• EXCERPT PROVIDED
--------------------------------------------------

In addition, there are a few lines of code that help keep track of the best pass@1 seen so far on validation.

rep_exp/metric_utils.py: adds and extends some utility functions that provide additional metrics for our method that could be helpful for debugging.
rep_exp/workers/elliptical_reward_model_worker.py: adds the EllipticalRewardModelWorker class which provides functionality for (1) computing hidden states and (2) computing elliptical reward scores based on the hidden states.

class EllipticalRewardModelWorker(RewardModelWorker):
    def __init__(self, config):
        super().__init__(config)
        self.lamb = config.elliptical.lamb
        self.normalization = config.elliptical.normalization
        self.sparse_dim = config.elliptical.sparse_dim
        self.sparse_matrix = None
        self.randomize_sparse_matrix = config.elliptical.randomize_sparse_matrix
        self.persist_covariance = config.elliptical.persist_covariance
        self.cov_inv_dict = {}
        self.mean_hidden_states_mu_dict = {}
        self.hidden_mean_counter_dict = {}

    @staticmethod
    def _construct_sparse_matrix(features: torch.Tensor, sparse_dim: int) -> torch.Tensor:
        from sklearn.random_projection import SparseRandomProjection

        sparse_proj = SparseRandomProjection(sparse_dim, density="auto")
        sparse_proj.fit(features)
        sparse_matrix = sparse_proj.components_
        sparse_matrix_coo = sparse_matrix.tocoo()

        # Convert the row and col lists to numpy arrays and then to a LongTensor (speed up)
        indices = torch.LongTensor(np.array([sparse_matrix_coo.row, sparse_matrix_coo.col]))
        values = torch.FloatTensor(sparse_matrix_coo.data)

        sparse_mat = torch.sparse_coo_tensor(indices, values, [sparse_dim, features.shape[1]]).t()

        return sparse_mat

    def _build_model(self, config):
        # the following line is necessary
        from torch.distributed.fsdp import CPUOffload
        from transformers import AutoConfig, AutoModel

        use_shm = config.model.get("use_shm", False)
        # download the checkpoint from hdfs
        local_path = copy_to_local(config.model.path, use_shm=use_shm)

--------------------------------------------------

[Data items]
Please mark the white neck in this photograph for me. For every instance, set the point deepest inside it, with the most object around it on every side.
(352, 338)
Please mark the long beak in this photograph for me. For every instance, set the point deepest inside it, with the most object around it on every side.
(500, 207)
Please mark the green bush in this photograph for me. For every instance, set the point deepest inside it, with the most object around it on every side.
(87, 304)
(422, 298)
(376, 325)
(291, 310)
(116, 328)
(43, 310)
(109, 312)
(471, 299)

--------------------------------------------------

• DIRECTIONS
a: In the excerpt about the elliptical reward model worker, name every attribute of self whose value the __init__ method takes from config.elliptical.
b: Rewrite part of the excerpt about the elliptical reward model worker, starting at the words "In addition, there" and ending after "super().__init__(config)". Replace "hidden states" with "activations" wherever it occurs in that span.
c: Write the next part of the code in the elliptical reward model worker excerpt, picking up after its last line.

• TASK-BY-TASK ANSWERS
a: self.lamb, self.normalization, self.sparse_dim, self.randomize_sparse_matrix, self.persist_covariance

b:
In addition, there are a few lines of code that help keep track of the best pass@1 seen so far on validation.

rep_exp/metric_utils.py: adds and extends some utility functions that provide additional metrics for our method that could be helpful for debugging.
rep_exp/workers/elliptical_reward_model_worker.py: adds the EllipticalRewardModelWorker class which provides functionality for (1) computing activations and (2) computing elliptical reward scores based on the activations.

class EllipticalRewardModelWorker(RewardModelWorker):
    def __init__(self, config):
        super().__init__(config)

c:
        if self.config.model.input_tokenizer is None:
            self._do_switch_chat_template = False
        else:
            self._do_switch_chat_template = True
            input_tokenizer_local_path = copy_to_local(config.model.input_tokenizer, use_shm=use_shm)
            self.input_tokenizer = hf_tokenizer(
                input_tokenizer_local_path, trust_remote_code=config.model.get("trust_remote_code", False)
            )
            self.tokenizer = hf_tokenizer(local_path, trust_remote_code=config.model.get("trust_remote_code", False))

        trust_remote_code = config.model.get("trust_remote_code", False)
        model_config = AutoConfig.from_pretrained(local_path, trust_remote_code=trust_remote_code)
        model_config.num_labels = 1

        # note that we have to create model in fp32. Otherwise, the optimizer is in bf16, which is incorrect
        init_context = get_init_weight_context_manager(
            use_meta_tensor=not model_config.tie_word_embeddings, mesh=self.device_mesh
        )

        with init_context(), warnings.catch_warnings():
            warnings.simplefilter("ignore")
            model_config.classifier_dropout = 0.0
            reward_module = AutoModel.from_pretrained(
                pretrained_model_name_or_path=local_path,
                config=model_config,
                torch_dtype=torch.bfloat16,
                attn_implementation="flash_attention_2",
                trust_remote_code=trust_remote_code,
            )

            apply_monkey_patch(
                model=reward_module,
                use_remove_padding=config.model.get("use_remove_padding", False),
                ulysses_sp_size=self.ulysses_sequence_parallel_size,
            )

            reward_module.to(torch.bfloat16)

        auto_wrap_policy = get_fsdp_wrap_policy(module=reward_module, config=self.config.model.fsdp_config)

        fsdp_mesh = self.device_mesh
        sharding_strategy = get_sharding_strategy(fsdp_mesh)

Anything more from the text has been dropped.